▶ _Assigned task_: In the text on retinal changes in AD, state what targeting Aβ peptide with specific antibodies protected against in glaucoma mice.

Start of Document text

Studies in AD patients and animal models of AD such as in APP/PS1 and TG2576 mice models demonstrate retinal nerve fibre layer thinning and loss of the retinal ganglion cells (RGCs), which is also a hallmark of glaucoma7,19. Furthermore, increased Aβ levels and tau hyperphosphorylation has been identified in both AD as well as in glaucoma retinas20. Targeting Aβ peptide using specific antibodies in glaucoma mice protected against the retinal ganglion cell loss and apoptosis, indicating a pathological role of this protein21. Awareness of the Aβ accumulation in the retinas of AD subjects and AD animal models has led to an increasing body of work exploring biochemical mechanisms and a prospective biomarker role for retinal changes in AD.

End of Document text
Start of Excerpted records

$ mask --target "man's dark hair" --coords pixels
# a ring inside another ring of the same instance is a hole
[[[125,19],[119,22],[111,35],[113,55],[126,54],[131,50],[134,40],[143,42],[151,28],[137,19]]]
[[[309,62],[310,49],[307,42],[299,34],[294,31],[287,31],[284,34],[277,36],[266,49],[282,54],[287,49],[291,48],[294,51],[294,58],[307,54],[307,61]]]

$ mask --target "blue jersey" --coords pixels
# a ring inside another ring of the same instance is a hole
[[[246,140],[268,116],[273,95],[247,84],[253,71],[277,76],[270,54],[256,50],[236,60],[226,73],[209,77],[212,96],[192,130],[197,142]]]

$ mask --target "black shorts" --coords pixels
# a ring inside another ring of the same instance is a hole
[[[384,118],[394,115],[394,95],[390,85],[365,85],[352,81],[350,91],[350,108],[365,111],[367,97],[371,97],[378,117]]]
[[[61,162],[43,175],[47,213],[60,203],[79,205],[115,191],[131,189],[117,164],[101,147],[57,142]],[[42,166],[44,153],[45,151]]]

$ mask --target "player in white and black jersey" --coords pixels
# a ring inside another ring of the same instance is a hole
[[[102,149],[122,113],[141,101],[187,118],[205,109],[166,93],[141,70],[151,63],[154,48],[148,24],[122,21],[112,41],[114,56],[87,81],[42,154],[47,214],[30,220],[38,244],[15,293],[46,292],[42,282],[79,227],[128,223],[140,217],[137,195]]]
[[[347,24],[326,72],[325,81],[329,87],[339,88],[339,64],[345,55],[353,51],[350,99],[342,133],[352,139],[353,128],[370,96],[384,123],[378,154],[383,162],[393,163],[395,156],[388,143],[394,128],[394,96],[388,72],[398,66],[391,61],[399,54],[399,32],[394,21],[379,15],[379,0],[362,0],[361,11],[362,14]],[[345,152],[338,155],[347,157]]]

End of Excerpted records

▶ _Response area_: It protected against retinal ganglion cell loss and apoptosis.